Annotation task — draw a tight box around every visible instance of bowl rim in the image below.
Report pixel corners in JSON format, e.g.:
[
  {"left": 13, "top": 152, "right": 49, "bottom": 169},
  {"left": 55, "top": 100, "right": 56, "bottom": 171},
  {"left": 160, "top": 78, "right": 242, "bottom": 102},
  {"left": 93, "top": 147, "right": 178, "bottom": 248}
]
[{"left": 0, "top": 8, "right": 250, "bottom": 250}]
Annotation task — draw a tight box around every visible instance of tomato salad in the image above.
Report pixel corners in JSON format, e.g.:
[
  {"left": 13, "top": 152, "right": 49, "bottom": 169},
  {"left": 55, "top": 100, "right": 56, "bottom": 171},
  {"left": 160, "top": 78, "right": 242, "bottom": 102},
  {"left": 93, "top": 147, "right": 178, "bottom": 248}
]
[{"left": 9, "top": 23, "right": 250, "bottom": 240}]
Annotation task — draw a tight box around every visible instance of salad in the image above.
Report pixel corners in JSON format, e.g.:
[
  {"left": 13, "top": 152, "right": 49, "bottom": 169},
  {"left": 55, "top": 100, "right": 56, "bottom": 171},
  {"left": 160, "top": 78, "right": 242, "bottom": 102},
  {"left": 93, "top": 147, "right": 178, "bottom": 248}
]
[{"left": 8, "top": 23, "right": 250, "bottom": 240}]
════
## TASK OBJECTIVE
List every line in the listing above that contains the word "draw".

## EXPECTED ANSWER
Annotation task — draw a tight box around every visible instance of bowl rim in the image below.
Annotation task — draw a tight box around every visible instance of tomato salad in the image above.
Annotation task — draw a tight box around every visible instance of salad in the image above.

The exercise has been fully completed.